[Stored items from a collection]
# # # # # # #
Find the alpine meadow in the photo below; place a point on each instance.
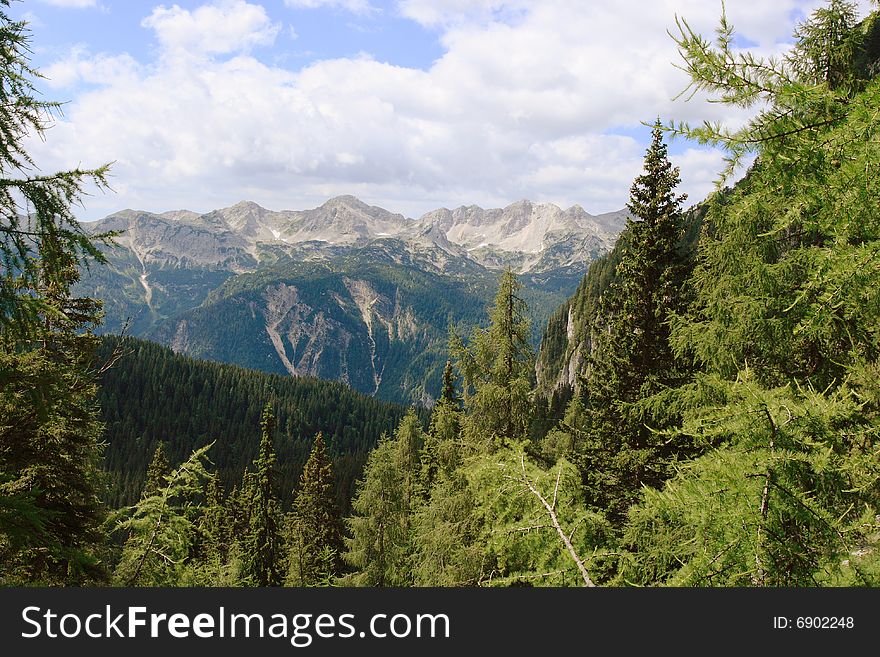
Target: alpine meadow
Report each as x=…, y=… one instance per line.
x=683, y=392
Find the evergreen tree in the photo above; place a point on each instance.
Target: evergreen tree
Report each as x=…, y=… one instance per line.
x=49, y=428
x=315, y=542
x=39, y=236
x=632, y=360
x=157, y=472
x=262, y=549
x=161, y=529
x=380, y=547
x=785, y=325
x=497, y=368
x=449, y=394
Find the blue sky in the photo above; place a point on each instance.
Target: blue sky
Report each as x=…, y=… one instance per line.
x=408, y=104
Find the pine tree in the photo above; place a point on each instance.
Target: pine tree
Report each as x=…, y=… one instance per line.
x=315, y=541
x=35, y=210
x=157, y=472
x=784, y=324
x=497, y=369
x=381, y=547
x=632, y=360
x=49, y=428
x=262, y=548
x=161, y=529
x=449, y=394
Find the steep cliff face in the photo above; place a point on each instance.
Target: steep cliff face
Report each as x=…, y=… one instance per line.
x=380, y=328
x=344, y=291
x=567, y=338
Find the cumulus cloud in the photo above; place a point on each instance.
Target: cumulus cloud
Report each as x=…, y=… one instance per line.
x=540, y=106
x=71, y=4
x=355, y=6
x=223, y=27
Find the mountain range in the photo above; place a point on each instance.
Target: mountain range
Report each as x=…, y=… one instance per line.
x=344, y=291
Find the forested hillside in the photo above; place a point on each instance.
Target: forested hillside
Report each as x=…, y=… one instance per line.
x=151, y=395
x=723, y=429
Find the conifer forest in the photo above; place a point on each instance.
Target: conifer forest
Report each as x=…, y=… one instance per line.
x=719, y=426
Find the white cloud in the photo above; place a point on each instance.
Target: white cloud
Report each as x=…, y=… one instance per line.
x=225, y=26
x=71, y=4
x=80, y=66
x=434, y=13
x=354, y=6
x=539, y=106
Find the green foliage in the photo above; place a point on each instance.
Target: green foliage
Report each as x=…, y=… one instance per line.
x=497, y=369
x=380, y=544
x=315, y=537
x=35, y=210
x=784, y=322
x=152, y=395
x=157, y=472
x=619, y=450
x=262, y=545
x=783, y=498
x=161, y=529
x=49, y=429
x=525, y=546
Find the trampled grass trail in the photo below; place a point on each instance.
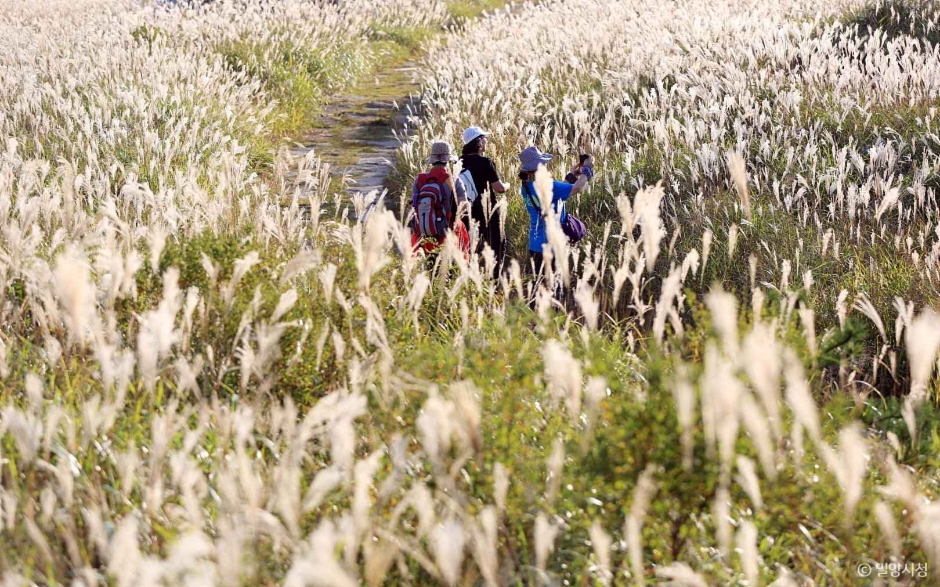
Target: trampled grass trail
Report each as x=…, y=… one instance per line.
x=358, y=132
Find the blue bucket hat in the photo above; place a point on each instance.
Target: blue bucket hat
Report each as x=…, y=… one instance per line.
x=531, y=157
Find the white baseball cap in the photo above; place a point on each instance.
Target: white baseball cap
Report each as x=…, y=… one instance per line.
# # # # # # #
TRY IT = The required output is the stretch of entries above from the line containing "Target: conifer forest" through the line containing "Target: white cloud", reproduced exactly.

THE ANSWER =
Target: conifer forest
Report each as x=…, y=… one instance per line.
x=719, y=426
Find the white cloud in the photo above; place a point on each instance.
Target: white cloud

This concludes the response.